• _Excerpt provided_:
————————

Strange that you're fine with him ignoring his critic's counterpoints... with references... to his major claims but have trouble with how I handle minor, tangential ones. Says a thing or two indeed.

dmpk2k · on Jan 23, 2016

I comment on the things I know about. Strange indeed.

nickpsecurity · on Jan 23, 2016

Did you know that bulletproof, useful STM implementations existed? And that covert channel suppression was a pre-requisite for secure, cloud applications? And that M:N had been used to help handle that? It seemed to me you didn't know these things.

Instead, you agreed with the blanket statement that those two techs were totally useless instead of a more qualified one that they overpromised and couldn't deliver for "legacy" systems whose models didn't fit. I also bet money that Cantrill's product is still vulnerable to covert, timing channels. I'll win by default because they show up every time a resource is shared, that's his business model, and countering them usually requires ditching UNIX or x86. Want to place that bet? ;)

dmpk2k · on Jan 23, 2016

Citations please. This is the second time I'm asking.

If there are bulletproof STM implementations, there should be some papers which back that up (preferably not academic toys). What throughtput and latency profiles did the STM implementations get, how did that scale with cores, what work profiles do they work well with, and how did all that compare with regular threads? How were livelock and side-effects handled? Was this put in production, and what shortcomings were there (there are always shortcomings)? Etc, etc, etc.

————————

• _To be done_:
(A) Duplicate the stretch of the forum thread on STM implementations from "I comment on" through "that bet? ;)".
(B) In the forum thread on STM implementations, nickpsecurity asks whether dmpk2k knew certain things. List each of them.
(C) Carry the forum thread on STM implementations further, starting after its final comment.

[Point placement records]
————————

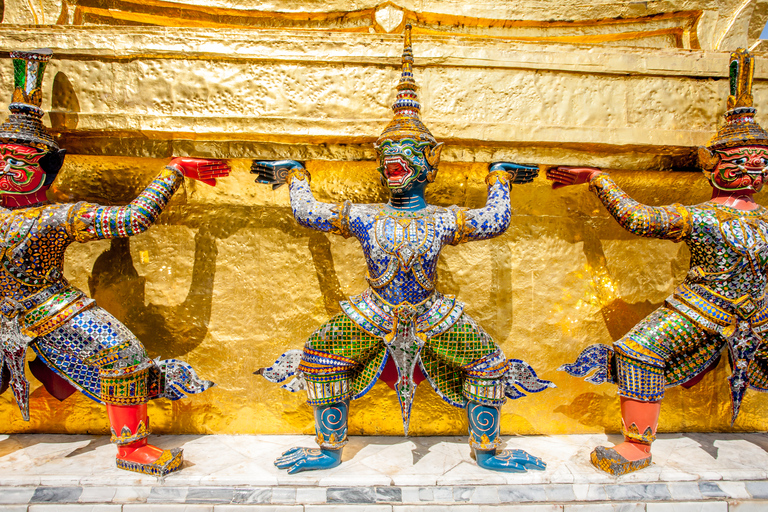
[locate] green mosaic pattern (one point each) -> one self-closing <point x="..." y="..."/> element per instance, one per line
<point x="442" y="356"/>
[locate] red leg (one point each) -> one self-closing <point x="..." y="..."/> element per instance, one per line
<point x="639" y="423"/>
<point x="130" y="429"/>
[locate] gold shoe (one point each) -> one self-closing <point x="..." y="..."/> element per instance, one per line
<point x="614" y="463"/>
<point x="167" y="463"/>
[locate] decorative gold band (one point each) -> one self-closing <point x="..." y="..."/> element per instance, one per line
<point x="128" y="437"/>
<point x="484" y="444"/>
<point x="298" y="173"/>
<point x="124" y="387"/>
<point x="331" y="442"/>
<point x="632" y="433"/>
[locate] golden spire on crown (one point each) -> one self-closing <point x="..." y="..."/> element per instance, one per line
<point x="407" y="121"/>
<point x="740" y="128"/>
<point x="24" y="124"/>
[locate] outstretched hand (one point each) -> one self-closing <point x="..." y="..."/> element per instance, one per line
<point x="273" y="172"/>
<point x="201" y="169"/>
<point x="509" y="461"/>
<point x="562" y="176"/>
<point x="518" y="174"/>
<point x="307" y="459"/>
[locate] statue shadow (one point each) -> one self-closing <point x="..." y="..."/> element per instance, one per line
<point x="171" y="331"/>
<point x="423" y="445"/>
<point x="592" y="409"/>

————————

• _Expected outputs_:
(A)
I comment on the things I know about. Strange indeed.

nickpsecurity · on Jan 23, 2016

Did you know that bulletproof, useful STM implementations existed? And that covert channel suppression was a pre-requisite for secure, cloud applications? And that M:N had been used to help handle that? It seemed to me you didn't know these things.

Instead, you agreed with the blanket statement that those two techs were totally useless instead of a more qualified one that they overpromised and couldn't deliver for "legacy" systems whose models didn't fit. I also bet money that Cantrill's product is still vulnerable to covert, timing channels. I'll win by default because they show up every time a resource is shared, that's his business model, and countering them usually requires ditching UNIX or x86. Want to place that bet? ;)

(B)
- That bulletproof, useful STM implementations existed
- That covert channel suppression was a prerequisite for secure cloud applications
- That M:N had been used to help handle that

(C)
Also, reread my initial post more carefully. I qualified it at the very beginning with "in the context of high performance applications”, and I qualified it again near the end; I didn’t simply agree with any sweeping claims. Yet here I am, getting lectured by someone who says that "performance assertion showed he was full of crap"... which I have demonstrated isn't true.

Back your claims up; maybe I'll learn something interesting.

nickpsecurity · on Jan 24, 2016

"Citations please. This is the second time I'm asking."

I was giving you no references, only stuff you could Google, because you opened with an insult. I don't do homework for people that do that. That said, I think I figured out where this really started:

"by someone who says that "performance assertion showed he was full of crap"... which I have demonstrated isn't true"

This assertion wasn't about M:N or STM. Those came way after the performance assertion. In his third paragraph, he tried to dismiss unikernels with a blanket assertion about [basically] how their performance can't be good enough. Sums it up as saving context switches isn't enough, as if that's supporters' key metric. Other commenters wanted actual data on different types of unikernels and alternatives supporting his assertion. Instead of providing that, he says " let’s just say that the performance arguments to be made in favor of unikernels have some well-grounded counter-arguments and move on."

Seriously? He just opened a counter to unikernels by saying their bad performance makes them worthless compared to alternatives like his, gives context-switches as a counterpoint, and then asks the reader to just take his word otherwise that there's a good counter to anything they'd ask? Unreal... How could I not look at it as either arrogant or propaganda piece after that?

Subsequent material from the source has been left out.